Stated task
How many lines in the data below contain the string "hair"? Give only the number.

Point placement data
·····
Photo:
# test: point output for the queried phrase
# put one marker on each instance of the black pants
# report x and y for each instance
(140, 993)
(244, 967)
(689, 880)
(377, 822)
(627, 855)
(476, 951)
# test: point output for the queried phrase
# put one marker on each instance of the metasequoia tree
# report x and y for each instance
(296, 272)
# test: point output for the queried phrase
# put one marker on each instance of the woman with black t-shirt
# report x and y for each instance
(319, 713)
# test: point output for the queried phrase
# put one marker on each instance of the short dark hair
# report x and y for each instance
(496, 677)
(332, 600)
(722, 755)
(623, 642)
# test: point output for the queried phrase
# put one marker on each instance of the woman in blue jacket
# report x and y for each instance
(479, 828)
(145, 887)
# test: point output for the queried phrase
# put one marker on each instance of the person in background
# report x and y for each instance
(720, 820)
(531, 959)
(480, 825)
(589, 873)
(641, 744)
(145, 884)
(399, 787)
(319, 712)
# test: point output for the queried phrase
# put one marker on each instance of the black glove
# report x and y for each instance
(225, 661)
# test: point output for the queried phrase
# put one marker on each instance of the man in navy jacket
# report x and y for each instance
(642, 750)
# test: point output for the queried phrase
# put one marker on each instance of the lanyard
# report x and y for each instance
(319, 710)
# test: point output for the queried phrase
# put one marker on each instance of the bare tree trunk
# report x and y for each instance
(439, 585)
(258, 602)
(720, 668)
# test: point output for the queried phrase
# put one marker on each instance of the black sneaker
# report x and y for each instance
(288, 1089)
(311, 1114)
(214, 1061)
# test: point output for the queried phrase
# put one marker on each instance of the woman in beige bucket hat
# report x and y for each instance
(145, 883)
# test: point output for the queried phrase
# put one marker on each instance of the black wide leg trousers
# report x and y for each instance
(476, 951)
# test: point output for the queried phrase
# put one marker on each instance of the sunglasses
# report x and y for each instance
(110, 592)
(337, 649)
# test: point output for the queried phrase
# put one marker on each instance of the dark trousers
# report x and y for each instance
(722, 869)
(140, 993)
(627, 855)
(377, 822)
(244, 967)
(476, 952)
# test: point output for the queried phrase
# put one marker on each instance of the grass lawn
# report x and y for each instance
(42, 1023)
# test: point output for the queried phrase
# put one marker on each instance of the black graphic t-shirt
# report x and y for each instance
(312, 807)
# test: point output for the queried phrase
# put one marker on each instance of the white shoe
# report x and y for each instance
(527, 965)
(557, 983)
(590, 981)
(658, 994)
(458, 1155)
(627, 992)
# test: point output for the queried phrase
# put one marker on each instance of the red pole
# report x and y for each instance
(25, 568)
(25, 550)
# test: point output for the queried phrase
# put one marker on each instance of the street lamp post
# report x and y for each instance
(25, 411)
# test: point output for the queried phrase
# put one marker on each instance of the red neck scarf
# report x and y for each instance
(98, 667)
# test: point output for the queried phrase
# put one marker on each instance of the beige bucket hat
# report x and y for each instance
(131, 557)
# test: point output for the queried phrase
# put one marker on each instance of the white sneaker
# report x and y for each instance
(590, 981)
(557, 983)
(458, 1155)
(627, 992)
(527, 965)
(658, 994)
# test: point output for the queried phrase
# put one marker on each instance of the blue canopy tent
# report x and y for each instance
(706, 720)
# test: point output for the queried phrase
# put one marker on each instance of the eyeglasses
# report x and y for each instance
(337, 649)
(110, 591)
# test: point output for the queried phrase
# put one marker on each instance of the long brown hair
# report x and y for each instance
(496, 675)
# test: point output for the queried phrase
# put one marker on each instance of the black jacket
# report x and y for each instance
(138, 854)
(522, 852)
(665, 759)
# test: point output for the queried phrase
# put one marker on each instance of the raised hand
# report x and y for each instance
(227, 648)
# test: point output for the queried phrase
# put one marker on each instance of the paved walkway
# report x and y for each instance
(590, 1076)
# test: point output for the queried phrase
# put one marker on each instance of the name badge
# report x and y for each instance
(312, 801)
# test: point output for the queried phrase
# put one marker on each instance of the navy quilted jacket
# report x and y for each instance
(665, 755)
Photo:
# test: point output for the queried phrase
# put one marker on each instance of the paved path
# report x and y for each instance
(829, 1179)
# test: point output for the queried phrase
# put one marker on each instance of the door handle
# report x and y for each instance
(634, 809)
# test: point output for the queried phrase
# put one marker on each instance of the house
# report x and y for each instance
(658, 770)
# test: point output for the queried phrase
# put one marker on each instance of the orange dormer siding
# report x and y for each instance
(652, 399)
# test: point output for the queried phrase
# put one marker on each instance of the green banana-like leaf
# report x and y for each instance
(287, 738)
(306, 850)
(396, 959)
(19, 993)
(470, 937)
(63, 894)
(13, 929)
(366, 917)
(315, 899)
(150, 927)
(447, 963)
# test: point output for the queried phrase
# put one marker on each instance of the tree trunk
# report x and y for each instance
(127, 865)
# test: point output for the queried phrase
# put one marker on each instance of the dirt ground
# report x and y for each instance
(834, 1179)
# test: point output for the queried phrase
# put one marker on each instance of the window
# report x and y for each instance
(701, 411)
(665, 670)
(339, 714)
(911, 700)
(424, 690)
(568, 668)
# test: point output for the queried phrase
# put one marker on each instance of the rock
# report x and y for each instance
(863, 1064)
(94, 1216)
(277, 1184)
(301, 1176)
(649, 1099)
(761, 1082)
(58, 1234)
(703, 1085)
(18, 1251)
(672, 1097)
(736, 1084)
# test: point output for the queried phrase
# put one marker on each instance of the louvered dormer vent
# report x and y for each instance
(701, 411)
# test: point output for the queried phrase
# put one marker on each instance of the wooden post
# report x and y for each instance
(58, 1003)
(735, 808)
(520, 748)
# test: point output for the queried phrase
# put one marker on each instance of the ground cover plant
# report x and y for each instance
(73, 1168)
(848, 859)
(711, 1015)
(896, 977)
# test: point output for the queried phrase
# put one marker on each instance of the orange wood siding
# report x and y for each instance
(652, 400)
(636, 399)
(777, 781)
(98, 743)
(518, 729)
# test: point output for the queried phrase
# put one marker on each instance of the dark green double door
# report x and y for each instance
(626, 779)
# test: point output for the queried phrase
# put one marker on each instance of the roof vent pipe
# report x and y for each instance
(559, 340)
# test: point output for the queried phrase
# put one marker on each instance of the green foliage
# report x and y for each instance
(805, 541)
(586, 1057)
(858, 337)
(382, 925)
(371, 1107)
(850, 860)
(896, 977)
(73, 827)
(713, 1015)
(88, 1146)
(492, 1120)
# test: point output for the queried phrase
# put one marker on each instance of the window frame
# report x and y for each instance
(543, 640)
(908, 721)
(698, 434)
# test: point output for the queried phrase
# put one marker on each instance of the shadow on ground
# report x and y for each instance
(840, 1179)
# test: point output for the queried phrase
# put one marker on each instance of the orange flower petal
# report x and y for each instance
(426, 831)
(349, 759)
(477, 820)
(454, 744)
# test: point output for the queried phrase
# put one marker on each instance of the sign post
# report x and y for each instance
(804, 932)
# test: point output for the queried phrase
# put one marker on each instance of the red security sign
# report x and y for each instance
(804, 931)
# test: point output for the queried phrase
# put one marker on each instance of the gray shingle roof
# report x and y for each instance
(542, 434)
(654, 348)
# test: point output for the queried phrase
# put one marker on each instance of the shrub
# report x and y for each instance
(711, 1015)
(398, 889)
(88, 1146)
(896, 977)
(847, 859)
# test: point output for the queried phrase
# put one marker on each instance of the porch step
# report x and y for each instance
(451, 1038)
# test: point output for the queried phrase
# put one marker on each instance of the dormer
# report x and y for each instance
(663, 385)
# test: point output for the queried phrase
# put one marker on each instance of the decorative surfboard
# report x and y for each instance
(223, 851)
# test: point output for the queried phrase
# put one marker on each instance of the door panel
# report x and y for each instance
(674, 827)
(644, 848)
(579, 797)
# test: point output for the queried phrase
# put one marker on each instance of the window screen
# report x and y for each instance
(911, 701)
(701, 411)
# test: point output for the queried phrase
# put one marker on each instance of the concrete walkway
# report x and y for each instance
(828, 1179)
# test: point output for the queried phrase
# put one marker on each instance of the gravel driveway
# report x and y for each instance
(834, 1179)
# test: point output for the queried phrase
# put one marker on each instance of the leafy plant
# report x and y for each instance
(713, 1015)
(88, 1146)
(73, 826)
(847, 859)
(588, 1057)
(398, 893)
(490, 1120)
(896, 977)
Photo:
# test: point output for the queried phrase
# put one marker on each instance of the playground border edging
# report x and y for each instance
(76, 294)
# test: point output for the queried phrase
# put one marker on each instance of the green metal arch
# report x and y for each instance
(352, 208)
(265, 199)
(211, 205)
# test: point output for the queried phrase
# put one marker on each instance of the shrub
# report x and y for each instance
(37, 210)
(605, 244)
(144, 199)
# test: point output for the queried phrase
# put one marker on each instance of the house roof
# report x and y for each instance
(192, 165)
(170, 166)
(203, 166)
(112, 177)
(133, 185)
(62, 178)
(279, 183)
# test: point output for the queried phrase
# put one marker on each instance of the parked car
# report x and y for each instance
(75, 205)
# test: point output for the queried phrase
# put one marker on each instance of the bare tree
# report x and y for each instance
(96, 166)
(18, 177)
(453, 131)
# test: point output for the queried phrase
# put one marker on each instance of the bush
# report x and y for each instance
·····
The completed task
2